> Text for analysis:
Content starts

- Film poster
- Directed by: Dany Boon
- Written by: Dany Boon; Alexandre Charlot; Franck Magnier;
- Produced by: Claude Berri Jérôme Seydoux
- Starring: Kad Merad; Dany Boon; Zoé Félix;
- Music by: Philippe Rombi
- Production companies: Pathé; Hirsch; Les Productions du Ch'Timi; TF1 Films Production; Solidaris; Les Productions du Chicon;
- Distributed by: Pathé Distribution
- Release date: 20 February 2008;
- Running time: 106 minutes
- Country: France
- Languages: French Ch'ti
- Budget: $14.4 million
- Box office: $245.1 million

= Welcome to the Sticks =

2008 French comedy film by Dany Boon

Welcome to the Sticks (Bienvenue chez les Ch'tis, (Note: The French word Ch'ti is slang for someone from Northern France. See Picard language.) /fr/) is a 2008 French comedy film directed and co-written by Dany Boon and starring Kad Merad and Boon himself. The film is the highest-grossing French film of all time at the box office in France.

Content ends

> Tasks and exercises:
a: In the text about the film, who wrote the music?
b: Using the note in the film text, explain what the word "Ch'tis" in the French title means.
c: Continue the text about Welcome to the Sticks from its last sentence.
The entries that follow come from a different source than the film text above.

> Record excerpts:
Content starts

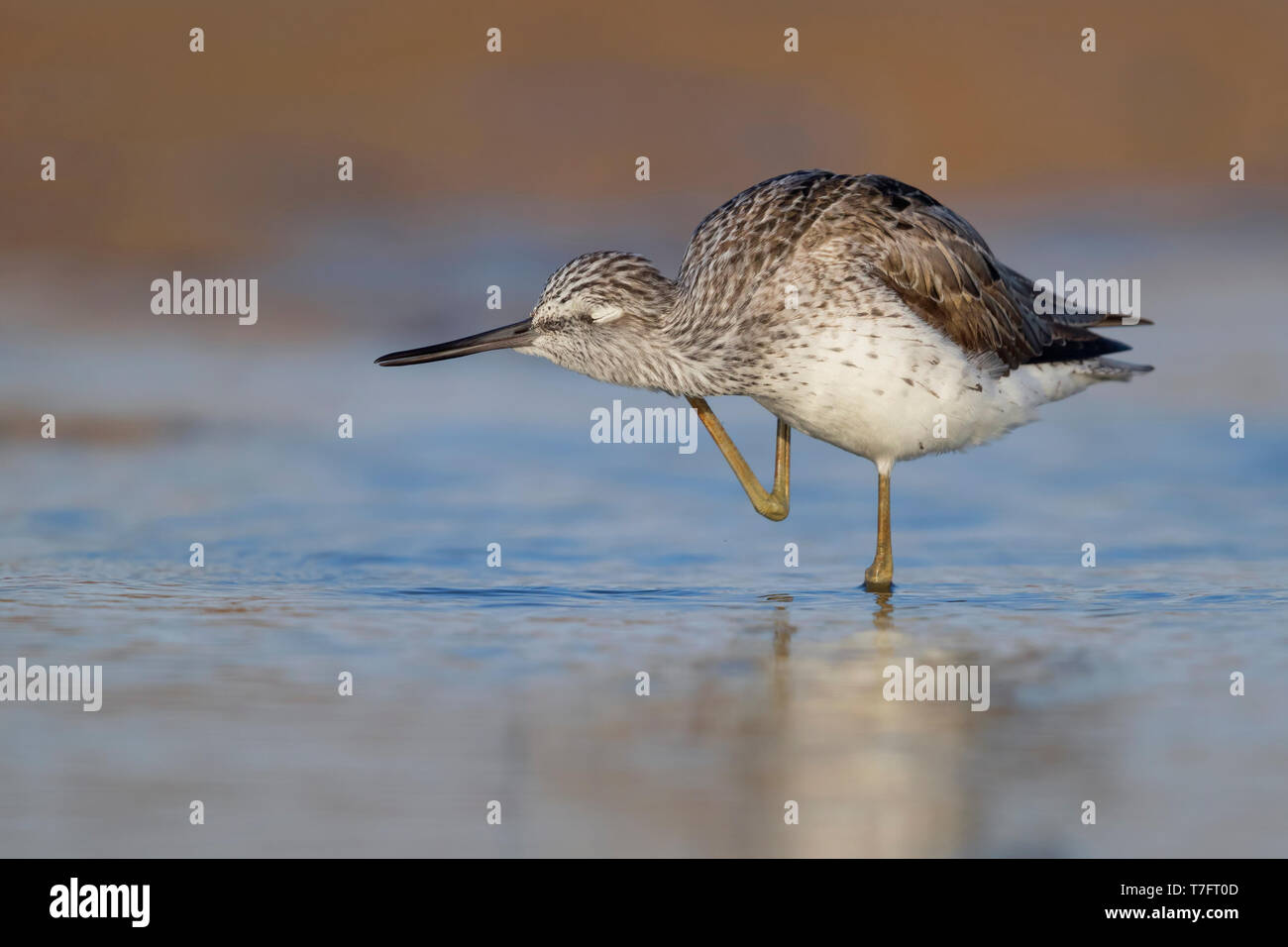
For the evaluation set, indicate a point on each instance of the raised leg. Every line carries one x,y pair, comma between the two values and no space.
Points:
881,571
772,505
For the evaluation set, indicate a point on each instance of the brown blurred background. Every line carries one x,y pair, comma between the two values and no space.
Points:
224,162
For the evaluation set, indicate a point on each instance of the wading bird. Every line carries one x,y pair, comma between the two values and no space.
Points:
857,309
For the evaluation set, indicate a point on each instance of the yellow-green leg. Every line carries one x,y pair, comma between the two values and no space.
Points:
772,505
881,571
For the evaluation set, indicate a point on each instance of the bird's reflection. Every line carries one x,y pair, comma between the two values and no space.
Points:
883,618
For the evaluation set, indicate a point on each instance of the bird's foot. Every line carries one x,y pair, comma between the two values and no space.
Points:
879,577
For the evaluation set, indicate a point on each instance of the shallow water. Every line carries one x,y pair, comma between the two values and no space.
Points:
518,684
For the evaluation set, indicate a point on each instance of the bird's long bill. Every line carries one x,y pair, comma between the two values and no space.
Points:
503,338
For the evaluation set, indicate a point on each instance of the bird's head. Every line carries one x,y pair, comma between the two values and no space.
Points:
597,316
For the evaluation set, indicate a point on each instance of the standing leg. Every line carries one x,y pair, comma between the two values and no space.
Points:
881,571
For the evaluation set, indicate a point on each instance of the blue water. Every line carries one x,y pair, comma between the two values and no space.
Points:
516,684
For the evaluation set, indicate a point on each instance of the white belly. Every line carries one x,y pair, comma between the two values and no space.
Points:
905,393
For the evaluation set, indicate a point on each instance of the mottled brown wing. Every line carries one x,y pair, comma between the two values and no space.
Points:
943,269
743,241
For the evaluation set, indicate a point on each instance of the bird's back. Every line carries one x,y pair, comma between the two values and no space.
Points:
835,231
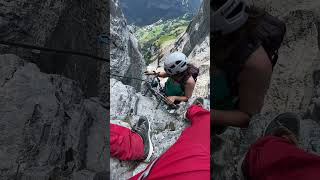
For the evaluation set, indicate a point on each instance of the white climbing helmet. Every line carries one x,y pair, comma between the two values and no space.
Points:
175,63
228,15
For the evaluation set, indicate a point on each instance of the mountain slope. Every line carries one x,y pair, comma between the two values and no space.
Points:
145,12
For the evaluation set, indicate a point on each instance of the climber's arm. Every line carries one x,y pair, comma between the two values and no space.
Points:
189,87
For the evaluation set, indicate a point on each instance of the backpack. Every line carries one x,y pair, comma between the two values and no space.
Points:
269,33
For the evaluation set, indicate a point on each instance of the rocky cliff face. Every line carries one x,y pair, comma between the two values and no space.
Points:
294,87
59,24
126,59
48,129
145,12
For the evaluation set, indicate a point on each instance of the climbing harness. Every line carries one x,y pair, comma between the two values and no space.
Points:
154,87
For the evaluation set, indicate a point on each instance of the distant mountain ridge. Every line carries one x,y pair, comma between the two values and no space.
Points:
145,12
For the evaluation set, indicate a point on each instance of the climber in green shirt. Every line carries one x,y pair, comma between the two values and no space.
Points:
181,77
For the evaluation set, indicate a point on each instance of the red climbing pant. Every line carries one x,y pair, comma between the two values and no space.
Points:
274,158
189,157
125,144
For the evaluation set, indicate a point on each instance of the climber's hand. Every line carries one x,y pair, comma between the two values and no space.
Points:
171,99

Content ends

> Answers to this exercise:
a: Philippe Rombi.

b: The note says that Ch'ti is a French slang word for someone from Northern France. So the French title, Bienvenue chez les Ch'tis, refers to people from that part of the country.

c:
==Plot==
Philippe Abrams is the manager of the French post office (La Poste) branch in Salon-de-Provence, Bouches-du-Rhône, in southern France. He is married to Julie, whose negative character makes his life miserable. Philippe does everything to get a job at an office in Sanary-sur-Mer, on the Mediterranean coast, to make her happy. As it is perceived that the position will be acquired more easily if one is disabled, Abrams pretends that he is disabled—and is found out by the management. As punishment, he is banished for two years to Bergues, a town near Dunkirk in northern France. Northern France—and the Nord-Pas-de-Calais region in particular—is considered "the sticks"—a cold and rainy place inhabited by unsophisticated ch'tis who speak a strange dialect (called "ch'ti in local parlance, and pronounced "cheutimi in the South). He has to spend his first night at the home of Antoine, a member of his staff who happens to live there. Philippe initially dislikes Antoine for his obnoxious behavior and because he initially thinks Antoine is gay (due to seeing pictures of him crossdressing), but later Philippe finds out that Antoine worked for a carnival for a time (where he did impressions of numerous people, men and women alike) and that he secretly has a crush on Annabelle, one of the workers at the post office. Antoine and Philippe subsequently become best friends.

To Philippe's surprise, Bergues proves to be a charming place teeming with warm, friendly people and co-workers. Soon, he is completely won over, eating strong-smelling Maroilles cheese; talking to virtually every local (by delivering their mail, and accepting the recipients' invitation for a drink); playing at the beach; playing the carillon at the bell tower together, drinking beer like a local, going to an RC Lens football match and so forth. He tries to describe the happy turn of events to his wife who has remained in the South with their young son, but she does not believe him. This inspires Philippe to tell her what she wants to believe; that his life is wretched there.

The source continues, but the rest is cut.